## TASK TO CARRY OUT
Copy out the records in the stretch from the line containing "Check that every instance of the man carries" through the line containing "[[140, 149]]", keeping every request unchanged, and shift each answer coordinate by adding 32 to it.
::::::::
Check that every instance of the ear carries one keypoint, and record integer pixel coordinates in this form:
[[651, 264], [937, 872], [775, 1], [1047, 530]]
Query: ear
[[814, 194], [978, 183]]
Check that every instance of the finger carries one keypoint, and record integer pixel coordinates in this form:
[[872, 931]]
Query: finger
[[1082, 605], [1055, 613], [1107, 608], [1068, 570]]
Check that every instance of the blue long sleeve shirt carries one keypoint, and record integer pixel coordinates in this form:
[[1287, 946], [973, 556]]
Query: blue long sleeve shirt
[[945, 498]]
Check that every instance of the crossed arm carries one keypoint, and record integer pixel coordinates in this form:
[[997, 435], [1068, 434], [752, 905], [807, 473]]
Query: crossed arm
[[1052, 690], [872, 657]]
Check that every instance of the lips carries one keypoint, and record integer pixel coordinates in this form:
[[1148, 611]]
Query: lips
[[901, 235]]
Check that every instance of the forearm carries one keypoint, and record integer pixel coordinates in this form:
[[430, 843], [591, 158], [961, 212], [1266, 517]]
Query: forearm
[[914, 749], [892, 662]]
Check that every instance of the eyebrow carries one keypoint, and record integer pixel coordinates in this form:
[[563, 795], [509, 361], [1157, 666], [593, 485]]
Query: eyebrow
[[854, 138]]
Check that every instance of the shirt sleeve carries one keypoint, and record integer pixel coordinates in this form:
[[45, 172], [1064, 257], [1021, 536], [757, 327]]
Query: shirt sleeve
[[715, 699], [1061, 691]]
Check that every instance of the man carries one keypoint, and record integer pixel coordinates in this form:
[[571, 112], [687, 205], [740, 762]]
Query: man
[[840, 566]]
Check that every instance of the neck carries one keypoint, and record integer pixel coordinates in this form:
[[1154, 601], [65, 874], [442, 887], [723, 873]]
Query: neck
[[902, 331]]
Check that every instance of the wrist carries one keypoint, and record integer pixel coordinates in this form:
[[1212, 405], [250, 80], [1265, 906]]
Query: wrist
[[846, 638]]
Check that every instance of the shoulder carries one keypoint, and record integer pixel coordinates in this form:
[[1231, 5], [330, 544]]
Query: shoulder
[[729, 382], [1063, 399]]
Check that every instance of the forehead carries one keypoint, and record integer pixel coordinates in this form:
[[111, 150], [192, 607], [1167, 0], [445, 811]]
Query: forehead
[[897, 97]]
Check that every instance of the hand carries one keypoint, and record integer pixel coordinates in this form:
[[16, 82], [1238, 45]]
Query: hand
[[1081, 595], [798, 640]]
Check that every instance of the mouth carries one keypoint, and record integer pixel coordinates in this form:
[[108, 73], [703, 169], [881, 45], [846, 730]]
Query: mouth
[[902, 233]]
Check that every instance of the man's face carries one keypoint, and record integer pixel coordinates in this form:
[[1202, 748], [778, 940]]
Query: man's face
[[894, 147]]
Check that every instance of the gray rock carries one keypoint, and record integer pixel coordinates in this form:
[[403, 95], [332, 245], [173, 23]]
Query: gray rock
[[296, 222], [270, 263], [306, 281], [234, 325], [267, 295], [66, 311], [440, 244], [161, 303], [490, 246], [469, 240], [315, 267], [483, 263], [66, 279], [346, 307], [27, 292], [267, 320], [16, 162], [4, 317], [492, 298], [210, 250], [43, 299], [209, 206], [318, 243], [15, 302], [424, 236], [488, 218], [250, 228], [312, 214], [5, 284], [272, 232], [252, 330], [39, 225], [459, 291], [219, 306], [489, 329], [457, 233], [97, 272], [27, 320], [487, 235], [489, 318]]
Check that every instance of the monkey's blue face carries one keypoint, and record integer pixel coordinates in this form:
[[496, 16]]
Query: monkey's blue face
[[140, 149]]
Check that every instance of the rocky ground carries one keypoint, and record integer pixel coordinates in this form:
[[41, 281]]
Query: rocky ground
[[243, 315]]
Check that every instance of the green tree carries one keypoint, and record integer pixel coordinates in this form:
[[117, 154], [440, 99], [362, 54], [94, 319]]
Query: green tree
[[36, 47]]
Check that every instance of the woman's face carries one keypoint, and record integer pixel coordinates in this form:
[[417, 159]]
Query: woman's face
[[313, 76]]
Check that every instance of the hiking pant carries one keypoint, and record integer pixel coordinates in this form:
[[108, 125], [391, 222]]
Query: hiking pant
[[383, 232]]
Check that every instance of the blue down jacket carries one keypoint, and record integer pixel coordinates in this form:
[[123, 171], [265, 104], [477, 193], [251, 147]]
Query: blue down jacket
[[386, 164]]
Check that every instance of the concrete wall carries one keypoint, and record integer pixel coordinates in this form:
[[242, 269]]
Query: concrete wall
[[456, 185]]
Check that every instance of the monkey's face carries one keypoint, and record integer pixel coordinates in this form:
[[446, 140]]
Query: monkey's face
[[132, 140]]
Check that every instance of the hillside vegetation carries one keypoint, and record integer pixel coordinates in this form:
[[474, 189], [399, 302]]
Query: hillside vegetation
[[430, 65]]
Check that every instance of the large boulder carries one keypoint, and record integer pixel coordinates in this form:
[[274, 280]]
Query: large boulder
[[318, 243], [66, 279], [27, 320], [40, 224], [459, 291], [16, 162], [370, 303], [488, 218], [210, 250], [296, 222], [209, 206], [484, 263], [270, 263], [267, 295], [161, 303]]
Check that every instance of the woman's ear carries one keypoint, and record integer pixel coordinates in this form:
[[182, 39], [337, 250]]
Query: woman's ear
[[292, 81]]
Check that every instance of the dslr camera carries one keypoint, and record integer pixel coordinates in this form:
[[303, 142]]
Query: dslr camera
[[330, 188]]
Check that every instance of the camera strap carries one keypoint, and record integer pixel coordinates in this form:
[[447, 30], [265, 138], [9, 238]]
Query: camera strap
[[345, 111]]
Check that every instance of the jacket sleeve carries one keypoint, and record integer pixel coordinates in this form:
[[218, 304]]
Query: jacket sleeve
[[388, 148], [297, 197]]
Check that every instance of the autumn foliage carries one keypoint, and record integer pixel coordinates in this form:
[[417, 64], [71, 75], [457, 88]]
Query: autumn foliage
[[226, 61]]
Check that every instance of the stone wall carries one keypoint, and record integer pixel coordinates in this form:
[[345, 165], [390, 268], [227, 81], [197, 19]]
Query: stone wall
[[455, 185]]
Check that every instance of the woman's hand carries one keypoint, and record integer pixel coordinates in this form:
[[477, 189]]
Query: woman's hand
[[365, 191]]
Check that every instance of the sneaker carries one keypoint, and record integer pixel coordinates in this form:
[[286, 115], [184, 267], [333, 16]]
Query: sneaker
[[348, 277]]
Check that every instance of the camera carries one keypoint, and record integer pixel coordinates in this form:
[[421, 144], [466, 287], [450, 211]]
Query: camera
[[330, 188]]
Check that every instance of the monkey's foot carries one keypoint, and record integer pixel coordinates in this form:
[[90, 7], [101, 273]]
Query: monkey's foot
::::::::
## ANSWER TO THIS PROBLEM
Check that every instance of the man carries one keypoint, and record integer pixel coordinates in this form:
[[571, 112], [687, 205], [740, 762]]
Query: man
[[872, 598]]
Check that every instance of the neck carries one keypoint, and record integer pixel coordinates in this form:
[[1154, 601], [65, 874], [442, 887], [723, 873]]
Query: neck
[[934, 363]]
Check that every instance of the wrist carries one keypoint, and record integer pixel coordinates in this form:
[[1212, 405], [250, 80], [1265, 906]]
Query: wrist
[[878, 670]]
Check that every instance of the shoulder carries one keypoint, and record integer pixel coordinates in this form:
[[1231, 5], [330, 544]]
Query: shoulder
[[761, 414], [1095, 431]]
Check that every instance of the forehead carries one keypoint, and record integer pixel coordinates in this form:
[[111, 150], [192, 607], [1167, 0], [445, 811]]
Query: forehead
[[929, 129]]
Check that every instance of the hand carries one keypoint, and record integer pixel coordinates in this form:
[[16, 82], [1238, 45]]
Query: hand
[[1113, 627], [830, 672]]
Check that every instance of the mouth carries one keypoint, and record integer pixel coordinates in this form:
[[108, 73], [703, 169], [881, 45], [846, 730]]
Query: mouth
[[934, 265]]
Check that every instance of the man's face carries one keypoint, and record integer pixel coordinates in this form:
[[1202, 748], [778, 940]]
Query: man's face
[[926, 179]]
Check that every instance of the gray rock carries one keypoint, and record integer pixel coordinates in this form:
[[403, 95], [332, 245], [173, 23]]
Query: gray rock
[[328, 254], [302, 295], [338, 313], [266, 357], [299, 327], [98, 343], [472, 276], [193, 335], [522, 278], [501, 272], [347, 299], [515, 295], [98, 311], [378, 339], [59, 324], [299, 352], [48, 194], [36, 349], [524, 330], [242, 282], [75, 331], [241, 238], [350, 275], [47, 334], [456, 268], [520, 250], [282, 260], [344, 246], [37, 316], [304, 264], [284, 362], [71, 257], [491, 323], [251, 338], [521, 361], [489, 265], [129, 304], [59, 352], [519, 267], [521, 350]]
Check that every instance of the monkey's blue face carries one keypoint, and record integer pixel coordinates in this form:
[[496, 16]]
Query: monkey's blue face
[[172, 181]]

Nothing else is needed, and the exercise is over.